Your objective
Set down all of the lines below exactly as they are given.

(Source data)
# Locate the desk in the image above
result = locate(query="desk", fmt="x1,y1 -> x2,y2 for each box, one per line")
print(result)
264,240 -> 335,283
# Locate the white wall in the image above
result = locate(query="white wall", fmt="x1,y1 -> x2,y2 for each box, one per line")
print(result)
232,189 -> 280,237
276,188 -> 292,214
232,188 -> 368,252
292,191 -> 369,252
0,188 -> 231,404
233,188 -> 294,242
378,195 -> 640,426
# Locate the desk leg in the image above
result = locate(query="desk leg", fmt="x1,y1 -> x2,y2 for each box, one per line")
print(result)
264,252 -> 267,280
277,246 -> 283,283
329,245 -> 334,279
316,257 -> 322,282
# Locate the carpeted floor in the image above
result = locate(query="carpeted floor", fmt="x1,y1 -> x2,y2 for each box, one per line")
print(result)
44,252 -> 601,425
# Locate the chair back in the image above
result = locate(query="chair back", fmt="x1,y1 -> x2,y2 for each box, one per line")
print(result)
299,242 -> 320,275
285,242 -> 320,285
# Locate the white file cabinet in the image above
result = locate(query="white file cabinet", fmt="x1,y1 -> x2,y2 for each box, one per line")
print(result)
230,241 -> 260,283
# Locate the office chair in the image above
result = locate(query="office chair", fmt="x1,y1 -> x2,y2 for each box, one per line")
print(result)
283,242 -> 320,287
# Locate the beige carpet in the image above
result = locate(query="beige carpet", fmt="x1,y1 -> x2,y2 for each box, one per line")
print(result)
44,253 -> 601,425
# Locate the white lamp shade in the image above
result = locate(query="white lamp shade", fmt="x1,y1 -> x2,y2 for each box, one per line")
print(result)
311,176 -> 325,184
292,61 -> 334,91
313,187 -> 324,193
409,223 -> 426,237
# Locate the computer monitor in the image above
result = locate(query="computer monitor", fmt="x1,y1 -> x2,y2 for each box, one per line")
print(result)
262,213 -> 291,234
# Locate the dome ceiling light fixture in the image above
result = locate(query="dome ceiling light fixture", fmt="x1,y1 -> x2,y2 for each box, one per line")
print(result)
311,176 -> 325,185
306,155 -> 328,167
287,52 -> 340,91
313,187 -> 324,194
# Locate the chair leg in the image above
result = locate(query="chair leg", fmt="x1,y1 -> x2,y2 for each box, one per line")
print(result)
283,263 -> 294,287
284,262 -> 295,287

Exercise result
# Locate the desk in the image above
result = locate(query="desk", fmt="x1,y1 -> x2,y2 for each box, one per line")
print(result)
264,240 -> 335,283
# Locate the white wall in the image above
result = locate(query="white wall", fmt="x1,y1 -> x2,y2 for each box, one per line")
print(result)
232,189 -> 280,237
276,188 -> 292,214
232,188 -> 368,252
292,191 -> 369,252
0,188 -> 231,404
233,188 -> 294,242
378,195 -> 640,426
# Locate the desk leg in the image above
result = locate(query="desk leg", fmt="x1,y1 -> x2,y2 for each box, one per line")
print(result)
264,252 -> 267,280
277,246 -> 283,283
329,245 -> 334,279
316,257 -> 322,282
# Locate the carpeted floor in the image above
result = locate(query="carpeted floor", fmt="x1,y1 -> x2,y2 for each box, one per line")
print(result)
44,252 -> 601,425
# Locate the chair back in the image above
result = locate(query="chair back", fmt="x1,y1 -> x2,y2 for each box, one per line")
print(result)
299,242 -> 320,275
285,242 -> 320,285
# Locate the white file cabinet in the image above
result = locate(query="white file cabinet", fmt="x1,y1 -> x2,y2 for each box, one per line")
print(result)
230,241 -> 260,283
# Locate the office chair in the image above
result = locate(query="office chair", fmt="x1,y1 -> x2,y2 for each box, one per line")
print(result)
283,242 -> 320,287
# Locate the beige carpet in the image above
result = locate(query="beige carpet", fmt="x1,y1 -> x2,y2 for each box, one per line")
print(result)
44,253 -> 601,425
# Locate the white lamp shade in the image above
result = locate(query="white lamp shade", fmt="x1,y1 -> x2,y2 for each box, one per line")
print(result)
311,176 -> 325,184
292,61 -> 334,91
313,187 -> 324,193
409,223 -> 426,237
# Locate the computer monitor in the image above
result = locate(query="computer monitor", fmt="x1,y1 -> x2,y2 for each box, one per line")
print(result)
262,213 -> 291,234
# Locate the dome ceiling light fixture in the image above
result = locate(query="dome ceiling light fixture", fmt="x1,y1 -> x2,y2 for each box, one per line")
print(result)
311,176 -> 325,185
306,155 -> 328,167
287,52 -> 340,91
313,187 -> 324,194
# Locate the chair leg in the image above
result = locate(query="chair leg", fmt="x1,y1 -> x2,y2 for each box, one per line")
print(result)
283,263 -> 294,287
284,262 -> 295,287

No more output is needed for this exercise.